* **SOURCE DOCUMENT**:
Start of Block

Qwen3 LLM

The next version of the Qwen LLM series, Qwen3, brings a new level of advancement in both natural language processing and multimodal capabilities. Building on the success of its predecessors, Qwen3 models are equipped with larger datasets, enhanced architectures, and superior fine-tuning, enabling them to handle even more complex reasoning, language understanding, and generation tasks. These models have expanded token limits, ensuring that they can generate longer, more coherent responses and manage more intricate conversational flows.

Qwen3 represents the newest generation of large language models in the Qwen series, offering a full range of dense and mixture-of-experts (MoE) models. Built on extensive training, Qwen3 introduces major breakthroughs in reasoning, instruction-following, agent capabilities, and multilingual support, featuring:

  • Support for over 100 languages and dialects, with robust performance in multilingual instruction following and translation.
  • Unique ability to seamlessly switch between thinking mode (for complex logical reasoning, mathematics, and coding) and non-thinking mode (for efficient, general-purpose conversation) within a single model, optimizing performance across a wide range of tasks.
  • Significant improvements in reasoning, outperforming both previous QwQ models (in thinking mode) and Qwen2.5 instruct models (in non-thinking mode) across mathematics, code generation, and commonsense logical reasoning.

End of Block

* **RAW DATA**:
Start of Block

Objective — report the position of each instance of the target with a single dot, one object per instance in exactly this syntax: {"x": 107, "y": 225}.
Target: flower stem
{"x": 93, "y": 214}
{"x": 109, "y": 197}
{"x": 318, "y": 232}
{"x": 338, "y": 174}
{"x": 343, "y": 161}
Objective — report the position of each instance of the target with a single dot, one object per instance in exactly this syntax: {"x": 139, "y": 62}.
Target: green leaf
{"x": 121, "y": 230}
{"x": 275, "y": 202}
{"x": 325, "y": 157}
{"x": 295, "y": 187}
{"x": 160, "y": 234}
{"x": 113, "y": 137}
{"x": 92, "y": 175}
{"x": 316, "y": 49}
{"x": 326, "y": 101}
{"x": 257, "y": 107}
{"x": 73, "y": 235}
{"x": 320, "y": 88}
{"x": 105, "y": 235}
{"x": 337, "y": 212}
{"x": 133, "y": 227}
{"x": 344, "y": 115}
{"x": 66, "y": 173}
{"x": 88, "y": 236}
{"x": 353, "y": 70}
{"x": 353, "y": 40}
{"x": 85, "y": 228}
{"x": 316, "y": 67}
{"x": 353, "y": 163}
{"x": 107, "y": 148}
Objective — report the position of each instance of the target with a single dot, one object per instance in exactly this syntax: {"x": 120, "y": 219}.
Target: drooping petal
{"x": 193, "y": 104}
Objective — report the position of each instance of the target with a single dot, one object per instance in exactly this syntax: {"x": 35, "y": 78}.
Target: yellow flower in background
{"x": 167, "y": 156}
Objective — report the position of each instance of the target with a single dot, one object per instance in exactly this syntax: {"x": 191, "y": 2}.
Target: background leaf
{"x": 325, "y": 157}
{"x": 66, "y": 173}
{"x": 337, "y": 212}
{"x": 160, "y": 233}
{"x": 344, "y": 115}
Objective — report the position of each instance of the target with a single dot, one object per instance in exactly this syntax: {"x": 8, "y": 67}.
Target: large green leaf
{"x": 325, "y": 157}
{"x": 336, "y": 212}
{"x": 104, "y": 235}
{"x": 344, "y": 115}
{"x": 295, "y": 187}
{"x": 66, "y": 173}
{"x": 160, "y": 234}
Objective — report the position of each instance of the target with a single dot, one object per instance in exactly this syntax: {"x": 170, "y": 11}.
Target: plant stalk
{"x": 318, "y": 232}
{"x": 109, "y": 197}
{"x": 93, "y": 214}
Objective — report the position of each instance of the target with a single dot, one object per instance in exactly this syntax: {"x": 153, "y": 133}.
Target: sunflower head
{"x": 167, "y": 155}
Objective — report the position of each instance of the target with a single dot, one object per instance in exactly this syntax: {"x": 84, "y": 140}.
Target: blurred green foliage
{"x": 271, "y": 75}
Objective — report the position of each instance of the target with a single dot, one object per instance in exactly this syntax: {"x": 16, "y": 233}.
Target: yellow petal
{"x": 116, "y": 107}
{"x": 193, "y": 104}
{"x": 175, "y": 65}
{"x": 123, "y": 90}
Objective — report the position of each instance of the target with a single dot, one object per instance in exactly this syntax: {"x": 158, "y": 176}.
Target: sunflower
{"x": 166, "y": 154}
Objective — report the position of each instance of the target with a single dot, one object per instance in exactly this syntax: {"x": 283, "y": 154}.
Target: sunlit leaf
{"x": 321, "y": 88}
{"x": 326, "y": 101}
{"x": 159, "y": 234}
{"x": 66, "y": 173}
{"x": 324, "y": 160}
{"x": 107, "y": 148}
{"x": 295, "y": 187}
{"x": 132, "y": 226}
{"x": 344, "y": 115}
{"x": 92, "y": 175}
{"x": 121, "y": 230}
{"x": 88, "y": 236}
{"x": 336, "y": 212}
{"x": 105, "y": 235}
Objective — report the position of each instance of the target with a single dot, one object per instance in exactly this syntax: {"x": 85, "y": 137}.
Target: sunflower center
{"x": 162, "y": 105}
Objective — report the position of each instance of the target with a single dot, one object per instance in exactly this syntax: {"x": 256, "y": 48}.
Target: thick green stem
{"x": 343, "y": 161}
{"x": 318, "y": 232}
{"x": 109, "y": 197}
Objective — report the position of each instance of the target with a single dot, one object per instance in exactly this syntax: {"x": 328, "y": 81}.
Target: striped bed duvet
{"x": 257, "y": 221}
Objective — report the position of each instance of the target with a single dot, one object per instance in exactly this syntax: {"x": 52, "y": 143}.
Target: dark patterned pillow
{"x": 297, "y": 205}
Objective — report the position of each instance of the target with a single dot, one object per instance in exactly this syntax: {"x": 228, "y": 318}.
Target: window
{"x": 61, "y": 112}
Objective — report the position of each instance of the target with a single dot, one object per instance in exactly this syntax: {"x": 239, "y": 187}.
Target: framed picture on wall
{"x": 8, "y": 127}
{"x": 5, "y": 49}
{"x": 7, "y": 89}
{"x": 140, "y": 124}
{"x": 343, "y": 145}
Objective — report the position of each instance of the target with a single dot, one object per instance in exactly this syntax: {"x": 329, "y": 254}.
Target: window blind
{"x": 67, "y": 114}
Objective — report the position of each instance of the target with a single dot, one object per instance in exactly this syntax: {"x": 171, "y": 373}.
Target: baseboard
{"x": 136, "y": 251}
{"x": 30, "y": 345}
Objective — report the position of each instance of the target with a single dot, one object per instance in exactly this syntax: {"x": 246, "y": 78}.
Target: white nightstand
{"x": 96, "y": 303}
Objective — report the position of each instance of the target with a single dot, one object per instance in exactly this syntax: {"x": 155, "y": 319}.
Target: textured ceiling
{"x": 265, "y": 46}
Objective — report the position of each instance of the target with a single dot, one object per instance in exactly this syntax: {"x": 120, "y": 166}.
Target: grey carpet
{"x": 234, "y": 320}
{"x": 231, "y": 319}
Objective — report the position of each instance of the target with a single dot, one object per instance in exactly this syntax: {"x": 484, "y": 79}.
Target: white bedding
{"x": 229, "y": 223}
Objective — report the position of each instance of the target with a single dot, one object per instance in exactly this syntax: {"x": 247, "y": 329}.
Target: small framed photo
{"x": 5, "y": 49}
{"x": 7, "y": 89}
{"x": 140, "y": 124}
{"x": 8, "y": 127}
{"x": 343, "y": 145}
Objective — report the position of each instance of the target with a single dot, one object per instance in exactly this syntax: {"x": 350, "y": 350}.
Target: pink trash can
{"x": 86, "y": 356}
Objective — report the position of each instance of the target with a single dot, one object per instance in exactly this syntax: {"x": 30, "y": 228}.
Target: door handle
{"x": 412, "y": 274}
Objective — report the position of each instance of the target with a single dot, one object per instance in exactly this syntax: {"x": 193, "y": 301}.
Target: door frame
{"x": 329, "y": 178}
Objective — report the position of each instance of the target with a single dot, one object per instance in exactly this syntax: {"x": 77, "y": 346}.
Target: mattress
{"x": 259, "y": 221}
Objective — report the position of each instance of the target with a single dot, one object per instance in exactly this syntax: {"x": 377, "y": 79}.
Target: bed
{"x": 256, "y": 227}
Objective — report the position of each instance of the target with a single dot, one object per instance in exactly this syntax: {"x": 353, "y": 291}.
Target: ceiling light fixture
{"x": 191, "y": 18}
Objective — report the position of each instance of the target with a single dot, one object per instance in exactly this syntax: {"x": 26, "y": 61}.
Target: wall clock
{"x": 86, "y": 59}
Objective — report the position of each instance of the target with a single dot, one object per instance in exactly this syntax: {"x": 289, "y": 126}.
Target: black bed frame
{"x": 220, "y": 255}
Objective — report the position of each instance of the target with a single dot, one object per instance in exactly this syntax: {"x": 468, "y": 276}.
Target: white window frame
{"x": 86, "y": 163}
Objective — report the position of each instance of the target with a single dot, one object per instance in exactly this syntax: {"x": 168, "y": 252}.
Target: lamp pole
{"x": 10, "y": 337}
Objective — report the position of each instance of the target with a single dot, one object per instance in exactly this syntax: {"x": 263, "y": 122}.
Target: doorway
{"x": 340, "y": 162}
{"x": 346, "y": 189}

End of Block

* **REQUIRED ACTIONS**:
1. Repeat the part of the Qwen3 overview between "Qwen3 represents the" and "range of tasks.", inclusive.
2. Answer these questions from the Qwen3 overview:
(a) Qwen3 supports how many languages and dialects?
(b) Which two kinds of models make up the Qwen3 range?
(c) In thinking mode, which earlier models does Qwen3 outperform?

* **TASK RESPONSES**:
1.
Qwen3 represents the newest generation of large language models in the Qwen series, offering a full range of dense and mixture-of-experts (MoE) models. Built on extensive training, Qwen3 introduces major breakthroughs in reasoning, instruction-following, agent capabilities, and multilingual support, featuring:

  • Support for over 100 languages and dialects, with robust performance in multilingual instruction following and translation.
  • Unique ability to seamlessly switch between thinking mode (for complex logical reasoning, mathematics, and coding) and non-thinking mode (for efficient, general-purpose conversation) within a single model, optimizing performance across a wide range of tasks.

2.
(a) Over 100.
(b) Dense and mixture-of-experts (MoE) models.
(c) Previous QwQ models.